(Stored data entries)
'''
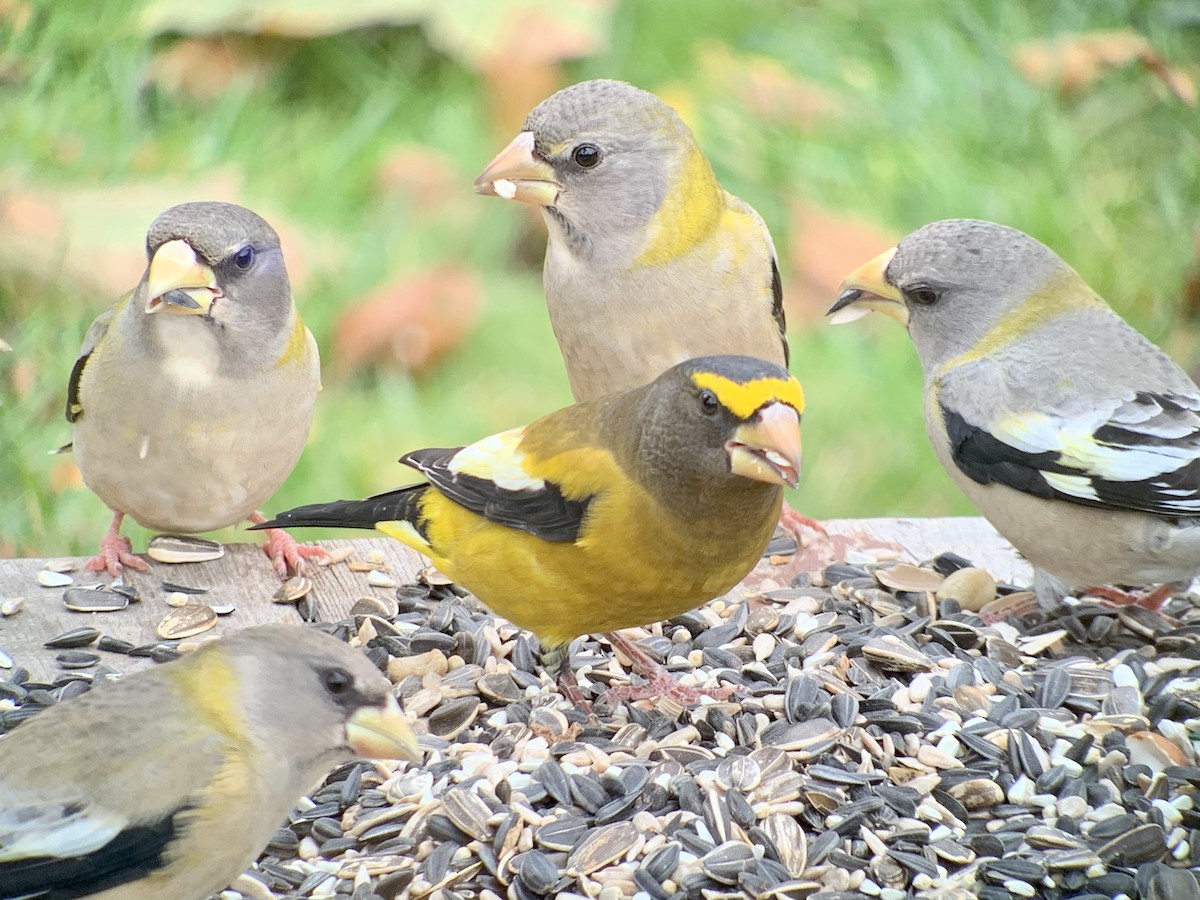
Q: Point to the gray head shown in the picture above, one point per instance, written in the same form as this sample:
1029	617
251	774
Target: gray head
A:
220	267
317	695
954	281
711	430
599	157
'''
• _Required action_: Look through the entries above and work out how many lines contain the string "gray". Give that number alone.

• _Answer area_: 2